Collect every line below that contains the string "chainsaw" and copy each of those lines in full.

[Data drawn from a collection]
━━━━━━━━━━━━━━━━━━━━━━━━━━━━━━
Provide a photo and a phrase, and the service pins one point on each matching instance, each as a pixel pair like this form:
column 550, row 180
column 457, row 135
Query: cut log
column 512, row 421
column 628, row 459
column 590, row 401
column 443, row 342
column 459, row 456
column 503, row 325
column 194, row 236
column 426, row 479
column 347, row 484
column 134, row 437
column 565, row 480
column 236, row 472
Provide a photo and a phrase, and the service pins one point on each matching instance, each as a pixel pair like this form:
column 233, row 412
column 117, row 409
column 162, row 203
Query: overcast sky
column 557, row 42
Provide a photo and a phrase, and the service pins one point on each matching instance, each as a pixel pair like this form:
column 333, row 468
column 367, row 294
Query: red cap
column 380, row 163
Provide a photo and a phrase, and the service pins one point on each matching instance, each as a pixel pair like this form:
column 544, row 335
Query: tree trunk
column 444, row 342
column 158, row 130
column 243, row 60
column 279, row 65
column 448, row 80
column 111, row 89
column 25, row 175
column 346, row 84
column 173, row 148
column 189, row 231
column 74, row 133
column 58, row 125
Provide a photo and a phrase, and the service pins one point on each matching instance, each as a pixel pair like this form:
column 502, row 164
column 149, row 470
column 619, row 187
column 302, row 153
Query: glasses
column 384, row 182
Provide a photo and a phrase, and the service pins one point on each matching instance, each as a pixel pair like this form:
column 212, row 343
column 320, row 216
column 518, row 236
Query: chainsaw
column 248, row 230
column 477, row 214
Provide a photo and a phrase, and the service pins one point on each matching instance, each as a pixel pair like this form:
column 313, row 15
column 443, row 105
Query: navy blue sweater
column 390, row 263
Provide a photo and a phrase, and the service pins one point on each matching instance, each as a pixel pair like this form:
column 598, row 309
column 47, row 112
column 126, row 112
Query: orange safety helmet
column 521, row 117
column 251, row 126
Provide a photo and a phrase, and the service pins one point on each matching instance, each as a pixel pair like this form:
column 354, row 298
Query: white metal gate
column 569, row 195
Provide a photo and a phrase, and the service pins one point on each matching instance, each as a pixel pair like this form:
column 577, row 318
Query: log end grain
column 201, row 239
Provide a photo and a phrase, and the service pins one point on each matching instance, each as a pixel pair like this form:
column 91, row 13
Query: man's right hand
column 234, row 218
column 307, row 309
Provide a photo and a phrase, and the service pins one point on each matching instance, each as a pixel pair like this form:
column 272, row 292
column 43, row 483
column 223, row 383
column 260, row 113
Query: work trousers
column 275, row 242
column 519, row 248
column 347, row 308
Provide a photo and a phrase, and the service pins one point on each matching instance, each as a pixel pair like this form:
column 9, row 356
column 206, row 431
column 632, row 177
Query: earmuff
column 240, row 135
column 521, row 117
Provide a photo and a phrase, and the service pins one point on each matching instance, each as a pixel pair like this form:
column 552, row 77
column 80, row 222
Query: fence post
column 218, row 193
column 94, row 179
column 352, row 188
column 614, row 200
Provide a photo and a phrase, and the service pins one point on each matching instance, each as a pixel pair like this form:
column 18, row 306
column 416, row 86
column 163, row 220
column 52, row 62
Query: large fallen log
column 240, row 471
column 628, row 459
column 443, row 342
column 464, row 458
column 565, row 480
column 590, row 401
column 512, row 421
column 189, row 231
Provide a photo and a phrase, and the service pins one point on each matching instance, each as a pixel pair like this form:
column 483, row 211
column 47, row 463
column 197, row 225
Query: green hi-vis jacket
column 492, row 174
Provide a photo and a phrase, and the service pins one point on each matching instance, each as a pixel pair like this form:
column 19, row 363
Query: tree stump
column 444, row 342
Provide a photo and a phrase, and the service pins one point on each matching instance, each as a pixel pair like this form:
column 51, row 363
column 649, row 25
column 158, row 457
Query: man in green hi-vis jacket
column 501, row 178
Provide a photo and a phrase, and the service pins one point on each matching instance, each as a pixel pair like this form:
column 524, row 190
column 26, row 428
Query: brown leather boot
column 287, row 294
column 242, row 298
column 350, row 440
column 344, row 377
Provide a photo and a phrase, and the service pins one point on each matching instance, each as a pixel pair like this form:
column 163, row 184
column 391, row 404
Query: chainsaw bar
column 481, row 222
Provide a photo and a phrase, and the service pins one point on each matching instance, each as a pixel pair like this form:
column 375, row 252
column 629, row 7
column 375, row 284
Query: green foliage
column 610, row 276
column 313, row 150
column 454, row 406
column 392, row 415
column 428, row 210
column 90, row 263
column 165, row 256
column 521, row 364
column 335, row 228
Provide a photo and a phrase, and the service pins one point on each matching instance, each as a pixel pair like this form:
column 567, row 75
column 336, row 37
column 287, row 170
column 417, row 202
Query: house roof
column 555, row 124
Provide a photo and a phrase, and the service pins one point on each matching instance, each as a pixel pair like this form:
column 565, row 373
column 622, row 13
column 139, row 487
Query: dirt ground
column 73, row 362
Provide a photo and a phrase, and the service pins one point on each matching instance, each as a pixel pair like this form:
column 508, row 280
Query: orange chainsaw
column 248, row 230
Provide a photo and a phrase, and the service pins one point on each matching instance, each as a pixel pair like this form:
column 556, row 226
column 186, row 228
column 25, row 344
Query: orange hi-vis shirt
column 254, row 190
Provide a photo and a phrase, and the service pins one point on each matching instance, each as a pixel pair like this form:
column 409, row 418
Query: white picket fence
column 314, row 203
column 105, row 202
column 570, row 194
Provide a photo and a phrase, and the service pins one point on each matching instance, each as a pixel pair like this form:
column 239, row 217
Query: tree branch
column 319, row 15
━━━━━━━━━━━━━━━━━━━━━━━━━━━━━━
Correct result:
Query: chainsaw
Query: chainsaw bar
Query: orange chainsaw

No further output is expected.